_Assignment:_ Give the data below again exactly as written, without its pictures.

::::::

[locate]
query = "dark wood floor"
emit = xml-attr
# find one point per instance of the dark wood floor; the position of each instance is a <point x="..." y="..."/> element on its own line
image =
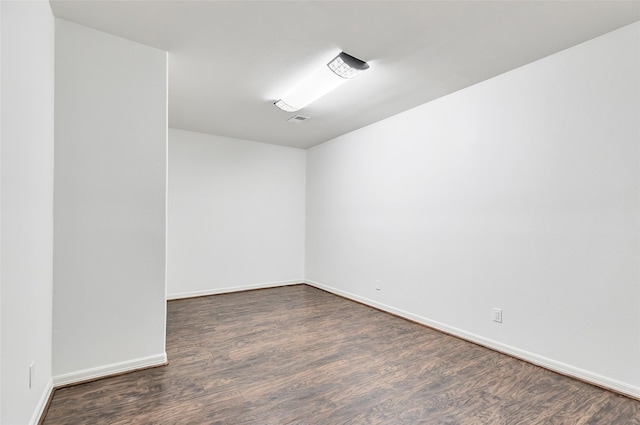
<point x="298" y="355"/>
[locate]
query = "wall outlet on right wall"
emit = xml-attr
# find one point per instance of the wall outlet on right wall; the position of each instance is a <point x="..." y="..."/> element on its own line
<point x="497" y="315"/>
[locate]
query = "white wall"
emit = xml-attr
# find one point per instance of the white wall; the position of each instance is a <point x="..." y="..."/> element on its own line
<point x="27" y="84"/>
<point x="521" y="192"/>
<point x="236" y="214"/>
<point x="109" y="208"/>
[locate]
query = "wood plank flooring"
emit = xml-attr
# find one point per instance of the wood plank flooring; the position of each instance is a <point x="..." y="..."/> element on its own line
<point x="299" y="355"/>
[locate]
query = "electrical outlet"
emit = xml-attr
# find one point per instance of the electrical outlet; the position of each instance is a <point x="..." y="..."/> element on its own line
<point x="497" y="315"/>
<point x="32" y="371"/>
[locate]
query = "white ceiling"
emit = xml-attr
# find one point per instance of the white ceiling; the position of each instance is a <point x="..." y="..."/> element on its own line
<point x="228" y="61"/>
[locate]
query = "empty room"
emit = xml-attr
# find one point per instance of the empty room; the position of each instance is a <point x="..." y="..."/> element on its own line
<point x="319" y="212"/>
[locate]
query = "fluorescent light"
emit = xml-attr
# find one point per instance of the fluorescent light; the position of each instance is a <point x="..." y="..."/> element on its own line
<point x="337" y="72"/>
<point x="346" y="66"/>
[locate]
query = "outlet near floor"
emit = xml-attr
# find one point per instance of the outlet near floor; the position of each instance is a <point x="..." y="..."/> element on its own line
<point x="497" y="315"/>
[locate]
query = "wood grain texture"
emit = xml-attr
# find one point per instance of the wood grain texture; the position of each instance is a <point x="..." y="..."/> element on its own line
<point x="299" y="355"/>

::::::

_Result of the task:_
[locate]
query = "dark wood floor"
emit = xml-attr
# find one point per instance of the dark wood floor; the position of each instance is a <point x="..." y="..."/> element on its own line
image =
<point x="298" y="355"/>
[locate]
query = "wall outlet on right wall"
emit = xml-attr
# find one point per instance of the wall outlet on right wall; the position of each instance is a <point x="..." y="..."/> element on its own line
<point x="497" y="315"/>
[locate]
query = "white wall"
emit = xml-attr
# find one point per instance of the white wall; the position of each instance is a <point x="..." y="..."/> element on its own line
<point x="27" y="84"/>
<point x="521" y="192"/>
<point x="236" y="214"/>
<point x="109" y="208"/>
[locate]
query = "wood plank flooring"
emit = xml-attr
# find one point per instance of the wood plank flooring; the position of each instance is a <point x="..." y="..."/> element on its own line
<point x="299" y="355"/>
[locate]
query = "electrical outlet"
emit = xml-attr
# find one point per instance of the electrical outlet; the position of each instance is a <point x="..." y="..."/> element on its own line
<point x="497" y="315"/>
<point x="32" y="371"/>
[locate]
query = "white ceiling"
emit = xml-attr
# find one point per instance of the white ceiling; the position of each instance is a <point x="..." y="..."/> element on its own line
<point x="228" y="61"/>
[locate]
query = "empty room"
emit = xml-attr
# find one point per instance of the empty room; the position of each instance is a <point x="..." y="..."/> element on its own line
<point x="319" y="212"/>
[locate]
query = "fluorescent light"
emit = xml-attr
# find one point per instance of the fluorescent light; the position of each instance is a <point x="..." y="..."/> element on its own line
<point x="337" y="72"/>
<point x="346" y="66"/>
[locate]
query = "outlet near floor"
emit = xml-attr
# find one point per instance of the outlet near floor; the position of each instance is a <point x="..." y="..."/> element on its own line
<point x="497" y="315"/>
[locate]
query = "wood grain texture"
emit = xml-attr
# find one point per instance of the wood grain texture; the position of each instance is a <point x="..." y="..."/> element on its own line
<point x="299" y="355"/>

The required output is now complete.